━━━━━ Vorliegende Textstelle

Der Funke der Freiheit, die Fackel der Wahrheit, das Feuer der Liebe, die Glut der Leidenschaft und die uralte Arbeitshose meines toten Großvaters! Dinge der Erhabenheit, die unserem Dasein jede Menge Wärme, Hitze und natürlich Rauch geben, ohne den kein Feuer ist und man keine Schweinswürsteln räuchern könnte. Ich wüßte – auch nach längerer Besinnung – keinen, in dessen Mundraum der Funke der Freiheit besser bewahrt wäre als bei Dr. Westerwelle. Wo andere Mundgeruch haben, hat er den gewissen Funken und könnte damit durch bloßes Anhauchen einem alten Opel Starthilfe geben.

━━━━━━━━━━
━━━━━ Auszüge der Zeilen

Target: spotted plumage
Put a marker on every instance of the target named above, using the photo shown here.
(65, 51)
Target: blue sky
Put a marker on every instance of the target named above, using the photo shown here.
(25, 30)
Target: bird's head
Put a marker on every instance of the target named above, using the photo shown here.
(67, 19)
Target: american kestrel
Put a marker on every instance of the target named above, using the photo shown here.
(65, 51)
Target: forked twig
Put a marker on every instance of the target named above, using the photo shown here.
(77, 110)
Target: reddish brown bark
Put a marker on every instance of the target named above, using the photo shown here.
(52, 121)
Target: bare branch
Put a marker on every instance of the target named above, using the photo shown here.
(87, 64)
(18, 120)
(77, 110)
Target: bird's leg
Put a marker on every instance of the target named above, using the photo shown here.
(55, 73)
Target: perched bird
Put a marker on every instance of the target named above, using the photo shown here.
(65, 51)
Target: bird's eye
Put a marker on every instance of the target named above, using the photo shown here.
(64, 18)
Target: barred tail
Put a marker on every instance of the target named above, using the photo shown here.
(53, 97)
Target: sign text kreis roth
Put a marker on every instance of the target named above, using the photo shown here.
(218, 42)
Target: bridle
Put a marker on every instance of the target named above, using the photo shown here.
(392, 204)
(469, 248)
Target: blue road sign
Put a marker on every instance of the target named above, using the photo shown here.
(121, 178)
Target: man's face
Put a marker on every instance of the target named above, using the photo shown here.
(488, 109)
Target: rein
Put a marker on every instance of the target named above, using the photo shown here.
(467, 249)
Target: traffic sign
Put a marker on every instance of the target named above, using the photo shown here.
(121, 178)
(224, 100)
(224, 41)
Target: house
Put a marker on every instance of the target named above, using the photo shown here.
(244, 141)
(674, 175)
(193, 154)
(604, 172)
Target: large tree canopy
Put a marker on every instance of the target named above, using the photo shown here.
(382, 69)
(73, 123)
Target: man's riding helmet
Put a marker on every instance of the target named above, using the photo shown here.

━━━━━━━━━━

→ **Ziel der Übung**
Zitiere wörtlich aus der Textstelle über den Funken der Freiheit den Abschnitt, der mit „Der Funke der Freiheit, die“ beginnt und mit „Opel Starthilfe geben.“ endet. Die Zeilen spielen hierfür keine Rolle.

→ **Antwort zur Aufgabe**
Der Funke der Freiheit, die Fackel der Wahrheit, das Feuer der Liebe, die Glut der Leidenschaft und die uralte Arbeitshose meines toten Großvaters! Dinge der Erhabenheit, die unserem Dasein jede Menge Wärme, Hitze und natürlich Rauch geben, ohne den kein Feuer ist und man keine Schweinswürsteln räuchern könnte. Ich wüßte – auch nach längerer Besinnung – keinen, in dessen Mundraum der Funke der Freiheit besser bewahrt wäre als bei Dr. Westerwelle. Wo andere Mundgeruch haben, hat er den gewissen Funken und könnte damit durch bloßes Anhauchen einem alten Opel Starthilfe geben.